▶ _Work required_:
From the line that includes "Give one point for each instance of the paved" to the last line of the records, inclusive, repeat each line exactly.

▶ _Excerpts of location labeling data_:
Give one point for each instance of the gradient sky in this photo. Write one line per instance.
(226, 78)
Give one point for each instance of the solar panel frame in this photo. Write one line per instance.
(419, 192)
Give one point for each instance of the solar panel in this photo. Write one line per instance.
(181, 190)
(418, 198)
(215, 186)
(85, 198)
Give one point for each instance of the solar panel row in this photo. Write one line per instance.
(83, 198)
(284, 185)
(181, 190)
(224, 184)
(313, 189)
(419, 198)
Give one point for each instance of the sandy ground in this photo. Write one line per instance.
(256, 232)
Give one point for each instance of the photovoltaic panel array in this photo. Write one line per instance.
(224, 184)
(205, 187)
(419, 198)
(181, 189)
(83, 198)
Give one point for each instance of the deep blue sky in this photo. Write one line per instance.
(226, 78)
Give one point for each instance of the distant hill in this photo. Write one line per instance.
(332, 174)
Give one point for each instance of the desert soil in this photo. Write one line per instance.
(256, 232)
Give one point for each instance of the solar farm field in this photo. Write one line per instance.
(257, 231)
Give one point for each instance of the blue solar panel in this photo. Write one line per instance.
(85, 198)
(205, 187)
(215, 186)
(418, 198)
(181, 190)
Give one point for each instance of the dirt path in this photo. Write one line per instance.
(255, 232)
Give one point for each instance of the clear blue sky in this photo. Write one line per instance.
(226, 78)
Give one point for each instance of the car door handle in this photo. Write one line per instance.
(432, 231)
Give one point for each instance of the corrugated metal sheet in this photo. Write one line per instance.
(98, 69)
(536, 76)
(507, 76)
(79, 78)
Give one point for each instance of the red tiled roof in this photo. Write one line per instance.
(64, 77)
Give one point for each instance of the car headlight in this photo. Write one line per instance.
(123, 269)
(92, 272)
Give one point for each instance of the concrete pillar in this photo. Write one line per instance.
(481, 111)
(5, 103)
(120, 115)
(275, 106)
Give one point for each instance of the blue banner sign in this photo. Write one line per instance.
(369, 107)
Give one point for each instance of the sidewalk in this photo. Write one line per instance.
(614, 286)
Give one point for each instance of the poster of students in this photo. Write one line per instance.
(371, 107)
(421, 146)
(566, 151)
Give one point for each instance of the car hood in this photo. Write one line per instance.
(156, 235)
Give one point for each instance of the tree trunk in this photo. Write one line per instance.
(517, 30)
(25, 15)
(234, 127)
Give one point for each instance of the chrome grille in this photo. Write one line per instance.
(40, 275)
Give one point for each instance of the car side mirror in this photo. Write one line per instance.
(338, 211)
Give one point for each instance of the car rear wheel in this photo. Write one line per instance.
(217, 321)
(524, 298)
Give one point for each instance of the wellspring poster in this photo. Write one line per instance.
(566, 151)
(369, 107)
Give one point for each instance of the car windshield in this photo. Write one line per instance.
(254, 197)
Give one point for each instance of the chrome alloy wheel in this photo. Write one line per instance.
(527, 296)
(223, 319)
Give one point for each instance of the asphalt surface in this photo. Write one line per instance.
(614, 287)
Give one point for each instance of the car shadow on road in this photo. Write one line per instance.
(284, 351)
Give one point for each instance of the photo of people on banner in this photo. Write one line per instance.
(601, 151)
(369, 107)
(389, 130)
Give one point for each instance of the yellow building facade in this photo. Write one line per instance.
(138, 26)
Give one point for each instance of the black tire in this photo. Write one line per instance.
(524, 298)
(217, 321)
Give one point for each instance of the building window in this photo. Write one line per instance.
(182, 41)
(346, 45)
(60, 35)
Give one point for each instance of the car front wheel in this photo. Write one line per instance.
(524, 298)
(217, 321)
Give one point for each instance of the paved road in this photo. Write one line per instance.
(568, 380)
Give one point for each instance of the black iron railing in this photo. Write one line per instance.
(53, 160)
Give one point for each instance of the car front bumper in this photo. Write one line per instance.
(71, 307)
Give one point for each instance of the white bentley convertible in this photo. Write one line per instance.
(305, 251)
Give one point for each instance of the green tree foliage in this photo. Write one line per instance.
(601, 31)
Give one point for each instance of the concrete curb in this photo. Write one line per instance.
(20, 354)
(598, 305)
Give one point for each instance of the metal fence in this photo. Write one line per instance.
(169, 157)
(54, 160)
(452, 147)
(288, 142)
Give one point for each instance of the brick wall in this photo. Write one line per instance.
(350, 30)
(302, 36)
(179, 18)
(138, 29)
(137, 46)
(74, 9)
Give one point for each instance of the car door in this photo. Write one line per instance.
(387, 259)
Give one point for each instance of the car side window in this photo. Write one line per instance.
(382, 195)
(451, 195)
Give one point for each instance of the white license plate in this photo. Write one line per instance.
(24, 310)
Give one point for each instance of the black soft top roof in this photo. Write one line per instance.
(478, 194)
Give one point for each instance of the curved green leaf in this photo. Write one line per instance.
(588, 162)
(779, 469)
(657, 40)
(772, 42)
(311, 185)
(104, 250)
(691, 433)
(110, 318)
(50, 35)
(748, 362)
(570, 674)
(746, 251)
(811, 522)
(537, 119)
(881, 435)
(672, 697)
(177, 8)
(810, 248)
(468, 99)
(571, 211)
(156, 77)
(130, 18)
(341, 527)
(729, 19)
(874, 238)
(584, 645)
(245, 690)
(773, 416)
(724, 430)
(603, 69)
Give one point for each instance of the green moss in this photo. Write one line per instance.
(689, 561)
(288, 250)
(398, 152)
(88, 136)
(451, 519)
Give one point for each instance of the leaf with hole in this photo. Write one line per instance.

▶ _Solution to this exercise_:
Give one point for each instance of the paved road in this photo. Write one line per instance.
(568, 380)
Give one point for each instance of the black iron railing in this photo. Write one line per instance.
(53, 160)
Give one point for each instance of the car front bumper in this photo. Write one line per instance.
(71, 307)
Give one point for each instance of the white bentley convertible in this photo. Write one line per instance.
(305, 251)
Give one point for each instance of the green tree foliage in this photo. Write one line per instance.
(601, 31)
Give one point for each instance of the concrete curb in this photo. Write one line per instance.
(20, 354)
(598, 305)
Give one point for each instance of the metal fence in this photo. Write one line per instance.
(169, 157)
(54, 160)
(452, 147)
(288, 142)
Give one point for each instance of the brick wall in this photo. Write one line per instance.
(350, 30)
(302, 36)
(179, 18)
(138, 29)
(137, 46)
(74, 9)
Give one point for each instance of the car door in this photo. Write one line per instance.
(387, 259)
Give one point for each instance of the car side window in this photo. Write one line per instance.
(382, 195)
(451, 195)
Give one point for each instance of the white license plate in this photo. Write one line per instance.
(24, 310)
Give one point for each instance of the black soft top roof in this photo. Write one line per instance.
(478, 194)
Give one point for each instance of the curved green leaf in this photo. Write one line per instance.
(588, 162)
(779, 469)
(657, 40)
(772, 42)
(311, 185)
(104, 250)
(691, 433)
(110, 318)
(50, 35)
(748, 362)
(570, 674)
(746, 251)
(811, 522)
(537, 119)
(881, 435)
(672, 697)
(177, 8)
(810, 248)
(468, 99)
(571, 211)
(156, 77)
(130, 18)
(341, 527)
(729, 19)
(874, 238)
(584, 645)
(245, 690)
(773, 416)
(724, 430)
(603, 69)
Give one point for each instance of the green moss in this photo. Write one line per instance.
(689, 561)
(288, 250)
(398, 152)
(88, 136)
(451, 519)
Give one point for each instance of the leaf with hole in this photo. Write one line per instance.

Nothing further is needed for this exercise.